Selected text
--- START ---

The Jewish Jerusalem
Trip Start
Sep 17, 2007
1
210
272
Trip End
Oct 08, 2008
The Jewish Jerusalem is always present and yet always hard to find. Fortunately this problem was solved for us one Saturday morning when we had the opportunity to take a free tour of the Old City, specifically the Jewish Quarter. Our guide was Shmuel and I think the majority of the tourists in our group were Jewish. They all seemed to have an understanding.
I'd wandered in and out of the Jewish quarter regularly. Our favorite grocery was at the end of the Jewish Quarter Road. We'd also been to the Wall a few times. It's hard to miss. And of course we made our stay in Jerusalem long on purpose just to go to the Wall for Shabbat. The Western (Wailing) Wall, that is. And Jerusalem is full of men with yarmulkes and side curls. And women with head scarves, button-down blouses, and skirts. As I said...you can always see the Jewish Jerusalem.
In all my wanderings, however, I rarely found anything architecturally Jewish
On my way to the grocery I was supposed to have passed a great arch that was all that remained of an old synagogue, but I never found it. Until Shmuel, that is.
We started in the New City, at the municipal building that presently resides in the Russian neighborhood. Shmuel took us quickly through the Christian quarter, explained about the walls, about the organization of the buildings (the French chose to build right next to the walls to cover up the Russian buildings), and so on. We climbed up to the roof walk. Just above King David St. is another road that plays host to several hostels. Ye Olde Hostels were once the Protestant section of the Old City, which was fine, except that they were also apparently one of the few areas in Jerusalem that provided health care
We continued meandering through the Jewish Quarter. Many of the places we stopped at were no more imposing than the synagogue I passed almost daily. A square was full of Jews playing and enjoying their Shabbat. It was all quite lovely.

--- END ---

Records provided
--- START ---

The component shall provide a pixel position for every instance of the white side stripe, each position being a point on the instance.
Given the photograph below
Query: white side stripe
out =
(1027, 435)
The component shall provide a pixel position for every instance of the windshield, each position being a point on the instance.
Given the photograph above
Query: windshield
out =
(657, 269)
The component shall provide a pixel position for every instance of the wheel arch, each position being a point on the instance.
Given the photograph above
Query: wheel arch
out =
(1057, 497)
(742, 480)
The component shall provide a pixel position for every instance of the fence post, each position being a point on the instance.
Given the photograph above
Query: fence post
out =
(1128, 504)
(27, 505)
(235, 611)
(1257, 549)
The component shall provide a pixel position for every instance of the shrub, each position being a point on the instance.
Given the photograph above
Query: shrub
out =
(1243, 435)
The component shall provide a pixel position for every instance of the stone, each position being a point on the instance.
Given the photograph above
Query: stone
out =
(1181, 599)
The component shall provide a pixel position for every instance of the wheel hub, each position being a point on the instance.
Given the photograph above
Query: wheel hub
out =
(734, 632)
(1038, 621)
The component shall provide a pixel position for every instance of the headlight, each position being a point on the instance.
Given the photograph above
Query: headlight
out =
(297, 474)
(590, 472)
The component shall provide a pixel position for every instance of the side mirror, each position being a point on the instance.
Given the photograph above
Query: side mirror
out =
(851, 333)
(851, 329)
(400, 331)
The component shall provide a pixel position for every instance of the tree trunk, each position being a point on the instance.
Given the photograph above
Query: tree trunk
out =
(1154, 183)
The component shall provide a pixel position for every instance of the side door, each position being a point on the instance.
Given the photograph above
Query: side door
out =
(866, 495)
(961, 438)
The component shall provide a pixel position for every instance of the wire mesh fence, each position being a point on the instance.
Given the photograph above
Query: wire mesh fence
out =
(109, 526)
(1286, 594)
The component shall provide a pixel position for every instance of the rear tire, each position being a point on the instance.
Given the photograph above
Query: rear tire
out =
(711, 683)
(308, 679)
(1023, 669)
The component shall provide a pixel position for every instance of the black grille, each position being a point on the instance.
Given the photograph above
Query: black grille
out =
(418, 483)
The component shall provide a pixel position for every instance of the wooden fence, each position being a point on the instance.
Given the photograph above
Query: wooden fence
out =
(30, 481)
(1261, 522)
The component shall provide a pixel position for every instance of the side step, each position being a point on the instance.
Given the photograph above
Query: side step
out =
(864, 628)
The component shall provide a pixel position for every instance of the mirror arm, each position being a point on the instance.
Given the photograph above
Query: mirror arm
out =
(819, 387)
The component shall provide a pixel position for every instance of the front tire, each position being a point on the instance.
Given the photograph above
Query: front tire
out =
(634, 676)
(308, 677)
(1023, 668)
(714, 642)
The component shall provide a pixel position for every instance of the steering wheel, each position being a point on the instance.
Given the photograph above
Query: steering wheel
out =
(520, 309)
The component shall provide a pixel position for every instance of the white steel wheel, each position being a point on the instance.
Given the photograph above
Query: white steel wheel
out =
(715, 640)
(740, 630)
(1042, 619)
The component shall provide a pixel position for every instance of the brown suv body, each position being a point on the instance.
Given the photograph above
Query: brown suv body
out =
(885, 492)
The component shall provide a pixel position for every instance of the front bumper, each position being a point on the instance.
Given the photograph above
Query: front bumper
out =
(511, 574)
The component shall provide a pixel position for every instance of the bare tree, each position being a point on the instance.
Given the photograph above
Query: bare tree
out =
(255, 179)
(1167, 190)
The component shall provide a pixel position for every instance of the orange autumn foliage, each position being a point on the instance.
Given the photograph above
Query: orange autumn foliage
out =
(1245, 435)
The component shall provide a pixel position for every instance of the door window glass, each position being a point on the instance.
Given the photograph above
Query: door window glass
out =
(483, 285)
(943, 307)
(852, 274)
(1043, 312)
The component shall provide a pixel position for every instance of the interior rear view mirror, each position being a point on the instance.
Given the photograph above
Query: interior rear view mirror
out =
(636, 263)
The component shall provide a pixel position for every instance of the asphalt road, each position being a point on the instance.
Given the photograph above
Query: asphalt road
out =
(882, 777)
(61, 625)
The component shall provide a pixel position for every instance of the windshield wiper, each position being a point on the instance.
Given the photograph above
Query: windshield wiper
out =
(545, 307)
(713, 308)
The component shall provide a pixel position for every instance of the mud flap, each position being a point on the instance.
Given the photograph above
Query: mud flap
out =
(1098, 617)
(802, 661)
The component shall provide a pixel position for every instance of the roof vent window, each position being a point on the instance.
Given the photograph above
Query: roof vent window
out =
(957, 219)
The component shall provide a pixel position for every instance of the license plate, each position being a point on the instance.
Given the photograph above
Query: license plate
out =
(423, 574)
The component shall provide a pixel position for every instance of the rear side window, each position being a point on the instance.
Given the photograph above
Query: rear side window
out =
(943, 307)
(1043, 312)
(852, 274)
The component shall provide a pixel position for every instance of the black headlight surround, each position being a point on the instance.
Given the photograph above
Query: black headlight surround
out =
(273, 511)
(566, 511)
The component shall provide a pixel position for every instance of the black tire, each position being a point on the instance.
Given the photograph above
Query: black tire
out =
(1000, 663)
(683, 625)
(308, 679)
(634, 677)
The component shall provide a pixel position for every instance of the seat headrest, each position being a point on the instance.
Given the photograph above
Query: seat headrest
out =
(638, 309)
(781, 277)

--- END ---

Exercise A
In the Jewish Jerusalem travel entry, why did the French build right next to the walls? Answer in one to three sentences.
Exercise B
According to the Jewish Jerusalem travel entry, where did the tour start?
Exercise C
Please continue the Jewish Jerusalem travel entry from the point where it stops.
The listing is separate material and has no connection to the Jewish Jerusalem travel entry.

Reply A
The French built right next to the walls to cover up the Russian buildings.

Reply B
It started in the New City, at the municipal building in the Russian neighborhood.

Reply C
At the edge of the Jewish Quarter are four Sephardic synagogues, one of which has a chair and a horn and a lamp for the messiah (in Hebrew this word is pronounced meh-SHEE-ah). When the messiah comes he will blow the horn and light the lamp. I believe the temple will also be rebuilt and some other important things will happen. I really learned how unsatisfactory my Jewish knowledge was on this trip. There's always more reading to do.
The temple...first there was one, and when it was destroyed there was another
On Shabbat we made our way down to the wall around 6, thinking that the action would have started. At first it was no different than it had been on Monday. In fact, yesterday, Thursday, was much more exciting. We nevertheless waited patiently. While peering down from the square we noticed three guys wearing garish American flag shirts. Odd, I thought, but I guess if you were going to wear a shirt like that the Jewish Quarter would be the safest place in the Middle East to do it. Then Travis leaned over and said, "What day is it?"
"Thursday."
"But what is the date?"
"The fourth..."
Shaking his head he led me one step further: "And what is the month?"
Still didn't get it: "July..."
"Put it all together, Erin."
So we had a Shabbatastic Fourth of July
I went into the women's section and had my moment with the wall. But I'd have to say if you're going to go down to the wall Shabbat is not the best day. I felt too much like I was invading someone else's holy space. It's much better to watch the goings-on of Shabbat from the square. Shabbat begins at sundown on Friday and ends an hour after sunset on Saturday. During that time Israel (Jerusalem in particular) shuts down.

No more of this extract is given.